__Task prompt__. Render as a numbered list the lines of the data starting at the one containing "# test: point at every instance of the tree" and ending at the final line of the data, omitting any blank lines.

__Extracted information__.
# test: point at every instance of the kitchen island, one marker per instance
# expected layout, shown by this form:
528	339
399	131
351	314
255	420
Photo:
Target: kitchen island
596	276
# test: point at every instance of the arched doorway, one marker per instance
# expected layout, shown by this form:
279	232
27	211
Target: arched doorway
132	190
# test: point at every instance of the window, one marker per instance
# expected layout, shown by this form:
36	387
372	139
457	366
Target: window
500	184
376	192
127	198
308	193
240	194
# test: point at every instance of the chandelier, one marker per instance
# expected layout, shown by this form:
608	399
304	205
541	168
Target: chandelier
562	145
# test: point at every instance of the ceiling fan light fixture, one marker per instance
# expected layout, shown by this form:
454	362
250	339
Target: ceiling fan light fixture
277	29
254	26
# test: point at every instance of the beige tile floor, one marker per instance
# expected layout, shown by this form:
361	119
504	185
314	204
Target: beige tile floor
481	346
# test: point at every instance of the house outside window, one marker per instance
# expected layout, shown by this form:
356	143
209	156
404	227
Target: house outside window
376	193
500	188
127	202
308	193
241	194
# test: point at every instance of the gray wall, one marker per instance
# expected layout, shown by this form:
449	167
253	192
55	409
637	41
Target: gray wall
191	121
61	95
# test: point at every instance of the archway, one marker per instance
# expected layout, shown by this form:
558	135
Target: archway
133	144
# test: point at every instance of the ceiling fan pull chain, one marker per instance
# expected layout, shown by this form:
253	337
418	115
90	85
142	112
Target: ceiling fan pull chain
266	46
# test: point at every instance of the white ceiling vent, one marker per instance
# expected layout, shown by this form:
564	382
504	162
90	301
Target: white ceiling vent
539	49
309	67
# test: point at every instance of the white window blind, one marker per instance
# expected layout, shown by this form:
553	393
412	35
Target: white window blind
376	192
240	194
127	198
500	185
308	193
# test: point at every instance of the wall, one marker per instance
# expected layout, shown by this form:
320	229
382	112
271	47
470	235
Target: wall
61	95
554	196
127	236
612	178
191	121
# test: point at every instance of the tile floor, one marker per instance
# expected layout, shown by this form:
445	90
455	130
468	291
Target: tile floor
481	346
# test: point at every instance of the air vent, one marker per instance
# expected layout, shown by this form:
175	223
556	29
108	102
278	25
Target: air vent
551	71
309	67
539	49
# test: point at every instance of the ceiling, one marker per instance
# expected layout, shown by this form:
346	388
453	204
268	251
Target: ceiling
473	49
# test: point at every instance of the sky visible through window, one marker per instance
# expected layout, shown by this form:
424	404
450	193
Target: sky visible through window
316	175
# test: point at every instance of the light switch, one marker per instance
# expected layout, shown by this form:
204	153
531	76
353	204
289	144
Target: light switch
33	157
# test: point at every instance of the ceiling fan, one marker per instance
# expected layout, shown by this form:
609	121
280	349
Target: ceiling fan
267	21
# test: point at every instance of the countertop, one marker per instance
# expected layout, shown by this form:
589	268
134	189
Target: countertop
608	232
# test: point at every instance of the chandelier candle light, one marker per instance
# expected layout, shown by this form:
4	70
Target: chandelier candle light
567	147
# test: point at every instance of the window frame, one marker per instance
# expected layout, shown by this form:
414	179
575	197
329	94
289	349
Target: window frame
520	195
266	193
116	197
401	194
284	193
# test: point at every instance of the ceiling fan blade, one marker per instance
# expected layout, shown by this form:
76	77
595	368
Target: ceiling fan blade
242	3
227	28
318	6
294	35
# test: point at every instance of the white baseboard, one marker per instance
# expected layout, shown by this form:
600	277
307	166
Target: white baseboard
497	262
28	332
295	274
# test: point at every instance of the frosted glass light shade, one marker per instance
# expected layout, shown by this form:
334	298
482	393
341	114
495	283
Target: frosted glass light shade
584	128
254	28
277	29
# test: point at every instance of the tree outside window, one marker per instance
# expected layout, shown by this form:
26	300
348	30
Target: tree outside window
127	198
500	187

__Result for this task__.
1. # test: point at every instance of the tree outside window, one marker per instance
2. # expected layout, shown by this form:
3. 26	300
4. 348	30
5. Target: tree outside window
6. 127	198
7. 500	187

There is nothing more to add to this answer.